*PROMPT*. Make an exact copy of each entry, leaving out every picture.
※ ※ ※
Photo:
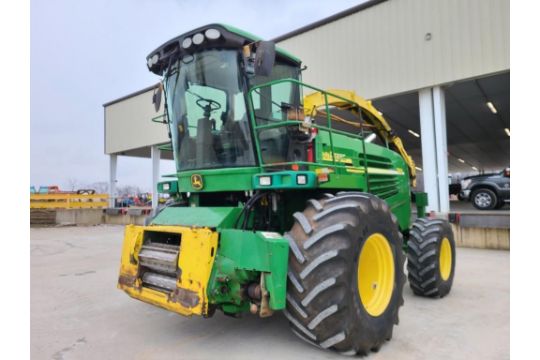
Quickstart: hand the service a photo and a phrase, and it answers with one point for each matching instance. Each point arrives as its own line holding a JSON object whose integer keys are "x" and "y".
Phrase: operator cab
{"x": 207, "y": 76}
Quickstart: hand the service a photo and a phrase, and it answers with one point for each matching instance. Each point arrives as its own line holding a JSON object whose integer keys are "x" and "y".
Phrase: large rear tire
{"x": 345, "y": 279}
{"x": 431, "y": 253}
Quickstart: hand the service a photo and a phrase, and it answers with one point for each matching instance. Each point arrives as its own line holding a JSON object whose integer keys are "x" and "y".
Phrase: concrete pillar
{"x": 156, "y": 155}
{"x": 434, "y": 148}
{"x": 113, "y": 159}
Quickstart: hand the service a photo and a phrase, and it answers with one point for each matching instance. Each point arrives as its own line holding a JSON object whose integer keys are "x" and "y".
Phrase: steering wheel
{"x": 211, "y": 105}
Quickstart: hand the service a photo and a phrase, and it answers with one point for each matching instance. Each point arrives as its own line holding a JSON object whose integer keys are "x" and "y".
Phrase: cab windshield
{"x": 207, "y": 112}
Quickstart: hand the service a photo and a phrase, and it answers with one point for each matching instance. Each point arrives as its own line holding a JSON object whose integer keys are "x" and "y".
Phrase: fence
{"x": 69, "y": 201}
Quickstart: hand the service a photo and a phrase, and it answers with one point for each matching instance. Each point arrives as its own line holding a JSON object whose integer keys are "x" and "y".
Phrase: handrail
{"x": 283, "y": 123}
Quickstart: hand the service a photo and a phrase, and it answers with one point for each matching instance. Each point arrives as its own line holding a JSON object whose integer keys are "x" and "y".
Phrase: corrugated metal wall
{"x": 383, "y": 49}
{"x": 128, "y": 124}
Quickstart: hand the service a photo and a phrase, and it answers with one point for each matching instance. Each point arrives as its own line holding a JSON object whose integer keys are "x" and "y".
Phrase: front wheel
※ ※ ※
*SOLVED PROBLEM*.
Photo:
Quickstart: hand the service a photo and a phrase, and it answers with one point for each matching instance. Each point arrives as its own line holding a JSON object whose integer keys are "x" and "y".
Phrase: operator cab
{"x": 207, "y": 76}
Quickstart: hand the service a photo and a phrase, and it answers with one point for each matching instance. Each point arrives as its own line holding a JSON object whose integer keys are "x" and "y".
Phrase: large rear tire
{"x": 345, "y": 279}
{"x": 431, "y": 253}
Quickstart: hand the service a photo and a phrase, and it answers with one point for each matching instance. Each point arrives as its own line holding a JSON object whose integer keys are "x" and "y".
Phrase: concrete pillar
{"x": 156, "y": 155}
{"x": 434, "y": 148}
{"x": 113, "y": 159}
Quickstart: hand the service a photo and a phrase, and it answers with one point for each matching instance. Each point arrives as its own line holding a JSON object whose integer keys are "x" and "y".
Phrase: steering wheel
{"x": 211, "y": 105}
Quickstart: hand the service a photo and a phrase, and it answers with one point for each matching instance. Each point arrives as its own line holding a JSON object whose integer keys are "x" and "y".
Phrase: cab windshield
{"x": 207, "y": 112}
Quickstart: hand the service a photo and a phrase, and it answers with one point for each matching instance. Each point arrives as its own line holding a JSON object whose integer keys are "x" and "y".
Phrase: fence
{"x": 69, "y": 201}
Quickstart: hand the service a photo and a phrase, and it answers with one point for each matching instance. Each point arrives as its own line holding a JSON object whose integer keys are "x" and "y".
Phrase: handrail
{"x": 283, "y": 123}
Quickstart: hand the service a photo and a phrase, and it answers with one point for each matching instance. Each point arrives as its own line holding a JSON object whose integer keys are "x" and "y".
Phrase: corrugated metal wall
{"x": 383, "y": 49}
{"x": 128, "y": 124}
Quickstart: hand the service a photo and a phrase, and it answers with one point for each matching instance. Each point arrives as its own line holding a JSON object whose integer keys are "x" and "y".
Phrase: front wheel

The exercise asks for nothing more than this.